(Named object pointing items)
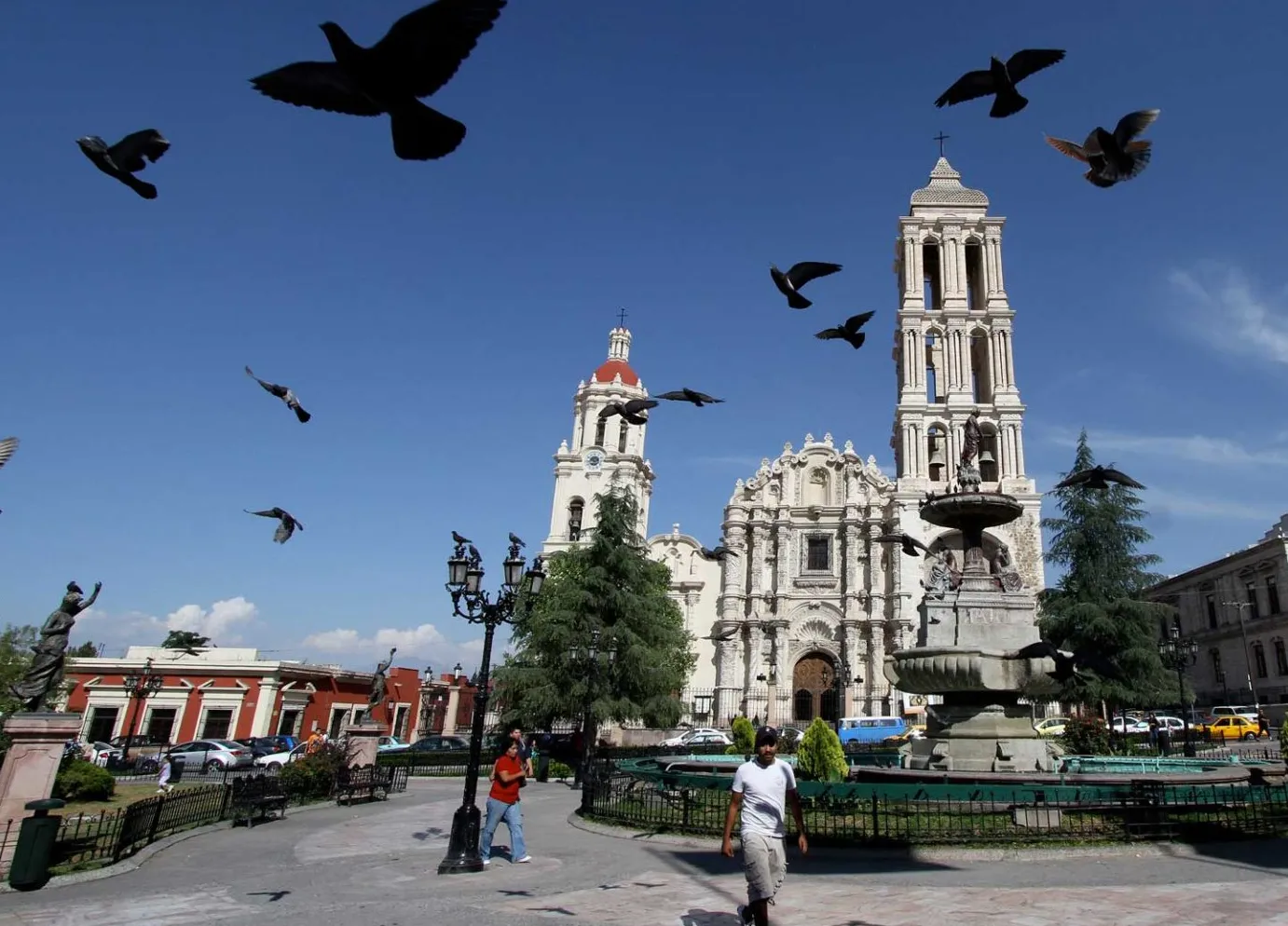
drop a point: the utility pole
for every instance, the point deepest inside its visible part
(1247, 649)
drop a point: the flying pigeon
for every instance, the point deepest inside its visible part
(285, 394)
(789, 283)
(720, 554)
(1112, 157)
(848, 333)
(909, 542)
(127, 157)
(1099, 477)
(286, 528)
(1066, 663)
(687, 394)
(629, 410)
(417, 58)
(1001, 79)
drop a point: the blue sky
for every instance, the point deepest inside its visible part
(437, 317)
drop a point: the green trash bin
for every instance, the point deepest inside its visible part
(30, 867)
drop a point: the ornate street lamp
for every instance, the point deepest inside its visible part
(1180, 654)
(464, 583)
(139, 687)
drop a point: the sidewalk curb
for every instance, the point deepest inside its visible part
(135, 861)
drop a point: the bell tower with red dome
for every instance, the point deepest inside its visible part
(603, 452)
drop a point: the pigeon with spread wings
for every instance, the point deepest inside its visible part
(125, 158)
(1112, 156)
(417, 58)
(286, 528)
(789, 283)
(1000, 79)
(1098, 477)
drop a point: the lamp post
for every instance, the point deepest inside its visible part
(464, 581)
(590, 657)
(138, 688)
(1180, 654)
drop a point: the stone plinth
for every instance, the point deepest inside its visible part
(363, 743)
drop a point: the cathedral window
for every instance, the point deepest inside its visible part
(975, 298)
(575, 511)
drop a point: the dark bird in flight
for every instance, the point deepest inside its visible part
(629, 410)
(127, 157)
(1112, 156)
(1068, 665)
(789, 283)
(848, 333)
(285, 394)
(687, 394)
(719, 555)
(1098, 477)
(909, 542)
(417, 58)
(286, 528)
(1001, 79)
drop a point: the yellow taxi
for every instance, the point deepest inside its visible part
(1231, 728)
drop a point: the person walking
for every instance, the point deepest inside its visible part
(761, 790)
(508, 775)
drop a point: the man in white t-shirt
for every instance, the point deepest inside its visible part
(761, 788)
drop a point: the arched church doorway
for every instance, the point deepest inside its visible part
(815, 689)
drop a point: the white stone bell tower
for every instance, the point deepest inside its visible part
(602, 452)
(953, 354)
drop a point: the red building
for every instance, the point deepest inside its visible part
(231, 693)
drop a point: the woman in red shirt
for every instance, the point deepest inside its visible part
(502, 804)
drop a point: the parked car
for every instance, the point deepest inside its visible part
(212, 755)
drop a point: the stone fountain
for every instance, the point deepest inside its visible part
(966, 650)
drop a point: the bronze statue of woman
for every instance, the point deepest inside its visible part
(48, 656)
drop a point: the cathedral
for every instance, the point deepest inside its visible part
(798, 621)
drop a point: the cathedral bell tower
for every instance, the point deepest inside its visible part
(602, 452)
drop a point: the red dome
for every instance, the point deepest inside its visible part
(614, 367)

==

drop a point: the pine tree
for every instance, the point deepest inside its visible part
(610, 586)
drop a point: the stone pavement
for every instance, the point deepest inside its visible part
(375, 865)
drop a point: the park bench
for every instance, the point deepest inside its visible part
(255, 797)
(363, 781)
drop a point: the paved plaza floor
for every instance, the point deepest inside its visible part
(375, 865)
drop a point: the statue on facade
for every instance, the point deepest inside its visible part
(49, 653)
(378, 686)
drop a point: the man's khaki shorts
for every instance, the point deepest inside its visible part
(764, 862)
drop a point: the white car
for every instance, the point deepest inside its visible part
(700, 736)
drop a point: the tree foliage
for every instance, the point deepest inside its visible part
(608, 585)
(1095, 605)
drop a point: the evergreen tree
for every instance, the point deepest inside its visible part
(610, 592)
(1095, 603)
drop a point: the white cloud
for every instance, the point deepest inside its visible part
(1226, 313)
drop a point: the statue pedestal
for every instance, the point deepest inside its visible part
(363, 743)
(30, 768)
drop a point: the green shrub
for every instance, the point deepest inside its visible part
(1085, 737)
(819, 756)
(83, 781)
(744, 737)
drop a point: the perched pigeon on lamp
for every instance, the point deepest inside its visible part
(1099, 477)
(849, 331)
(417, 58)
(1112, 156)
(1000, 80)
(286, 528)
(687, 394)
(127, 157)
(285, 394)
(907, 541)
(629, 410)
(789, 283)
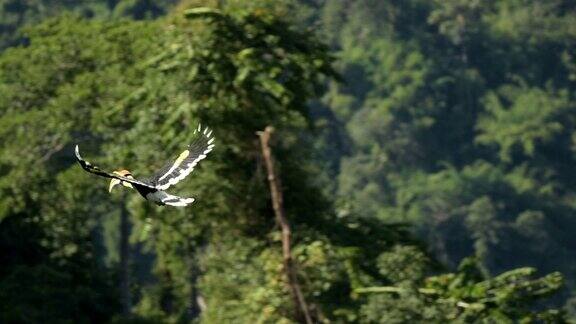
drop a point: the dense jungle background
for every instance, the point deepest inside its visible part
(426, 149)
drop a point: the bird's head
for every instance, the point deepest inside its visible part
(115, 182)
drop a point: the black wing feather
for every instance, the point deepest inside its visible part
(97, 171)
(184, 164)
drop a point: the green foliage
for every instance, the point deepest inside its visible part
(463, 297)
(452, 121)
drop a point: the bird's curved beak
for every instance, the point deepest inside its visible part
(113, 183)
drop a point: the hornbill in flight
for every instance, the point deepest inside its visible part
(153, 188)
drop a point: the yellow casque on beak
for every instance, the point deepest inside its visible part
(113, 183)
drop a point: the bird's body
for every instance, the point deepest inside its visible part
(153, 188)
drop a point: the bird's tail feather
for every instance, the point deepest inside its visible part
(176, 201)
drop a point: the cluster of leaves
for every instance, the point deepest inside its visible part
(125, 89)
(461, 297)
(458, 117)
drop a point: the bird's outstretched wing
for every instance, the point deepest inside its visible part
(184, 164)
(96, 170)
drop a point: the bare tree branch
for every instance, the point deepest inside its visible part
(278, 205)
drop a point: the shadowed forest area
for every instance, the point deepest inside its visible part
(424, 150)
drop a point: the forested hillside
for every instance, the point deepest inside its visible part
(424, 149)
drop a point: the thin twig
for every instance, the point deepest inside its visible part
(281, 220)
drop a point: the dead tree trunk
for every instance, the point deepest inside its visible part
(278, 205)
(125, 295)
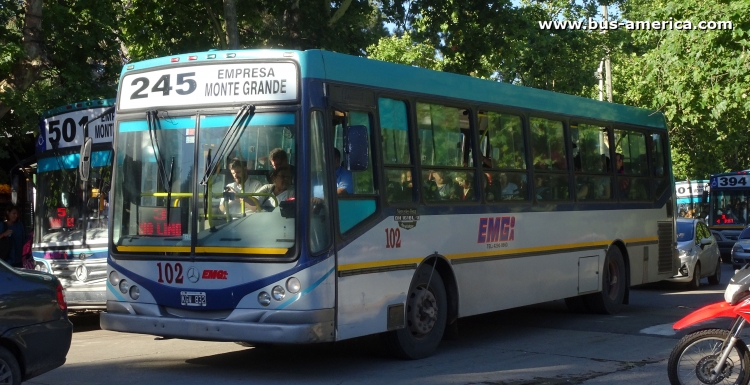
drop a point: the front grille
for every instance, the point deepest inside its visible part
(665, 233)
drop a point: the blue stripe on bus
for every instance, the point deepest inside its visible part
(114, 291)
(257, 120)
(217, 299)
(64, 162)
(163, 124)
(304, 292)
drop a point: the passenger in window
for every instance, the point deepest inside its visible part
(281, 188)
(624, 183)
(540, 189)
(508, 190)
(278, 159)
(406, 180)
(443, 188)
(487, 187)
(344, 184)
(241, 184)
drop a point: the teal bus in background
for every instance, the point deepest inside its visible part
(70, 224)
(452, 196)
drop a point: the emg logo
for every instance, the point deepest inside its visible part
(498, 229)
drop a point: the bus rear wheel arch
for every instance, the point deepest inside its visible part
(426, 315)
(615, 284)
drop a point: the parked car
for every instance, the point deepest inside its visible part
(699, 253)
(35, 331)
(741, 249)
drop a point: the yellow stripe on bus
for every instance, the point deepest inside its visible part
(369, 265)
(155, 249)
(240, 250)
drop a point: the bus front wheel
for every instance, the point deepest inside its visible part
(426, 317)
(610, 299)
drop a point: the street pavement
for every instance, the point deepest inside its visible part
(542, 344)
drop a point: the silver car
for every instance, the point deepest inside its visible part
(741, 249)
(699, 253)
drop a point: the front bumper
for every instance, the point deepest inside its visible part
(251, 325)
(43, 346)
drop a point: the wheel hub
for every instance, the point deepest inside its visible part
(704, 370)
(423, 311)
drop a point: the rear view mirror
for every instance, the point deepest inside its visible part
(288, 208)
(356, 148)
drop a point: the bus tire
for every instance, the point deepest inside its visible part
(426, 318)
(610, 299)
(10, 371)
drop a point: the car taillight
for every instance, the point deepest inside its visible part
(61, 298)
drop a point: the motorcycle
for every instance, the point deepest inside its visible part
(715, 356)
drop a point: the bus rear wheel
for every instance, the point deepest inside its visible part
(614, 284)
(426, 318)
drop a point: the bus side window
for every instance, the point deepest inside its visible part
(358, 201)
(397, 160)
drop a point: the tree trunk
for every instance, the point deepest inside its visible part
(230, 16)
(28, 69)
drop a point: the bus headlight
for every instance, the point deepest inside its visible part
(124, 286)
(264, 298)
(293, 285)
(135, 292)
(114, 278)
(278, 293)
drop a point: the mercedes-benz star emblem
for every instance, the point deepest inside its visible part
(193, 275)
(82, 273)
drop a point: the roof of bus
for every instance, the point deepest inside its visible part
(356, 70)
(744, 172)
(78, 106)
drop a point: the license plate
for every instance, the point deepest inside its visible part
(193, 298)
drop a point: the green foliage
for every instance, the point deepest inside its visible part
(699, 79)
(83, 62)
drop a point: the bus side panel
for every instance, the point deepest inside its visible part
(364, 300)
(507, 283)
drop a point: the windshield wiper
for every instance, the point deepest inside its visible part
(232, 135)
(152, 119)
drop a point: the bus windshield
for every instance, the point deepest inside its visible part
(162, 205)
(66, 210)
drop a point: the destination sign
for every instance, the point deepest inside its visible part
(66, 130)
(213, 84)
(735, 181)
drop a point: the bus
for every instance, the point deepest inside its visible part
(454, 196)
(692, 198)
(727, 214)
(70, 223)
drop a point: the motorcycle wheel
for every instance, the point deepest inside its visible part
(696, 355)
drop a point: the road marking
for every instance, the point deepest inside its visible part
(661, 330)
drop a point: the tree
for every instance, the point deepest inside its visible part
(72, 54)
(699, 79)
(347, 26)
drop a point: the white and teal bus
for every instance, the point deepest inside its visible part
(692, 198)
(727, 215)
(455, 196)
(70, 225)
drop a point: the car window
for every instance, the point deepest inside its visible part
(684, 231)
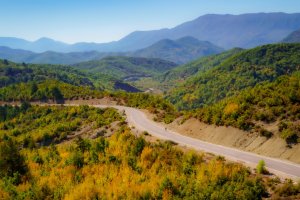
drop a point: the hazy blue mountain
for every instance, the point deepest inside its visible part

Work required >>
Starting at the line that contains "drop a point: the utility pole" and ending at the line that contains "(1247, 649)", can you output those lines exactly as they appear in the items?

Task result >>
drop a point: the utility pole
for every instance, the point deepest inside its visible part
(1247, 649)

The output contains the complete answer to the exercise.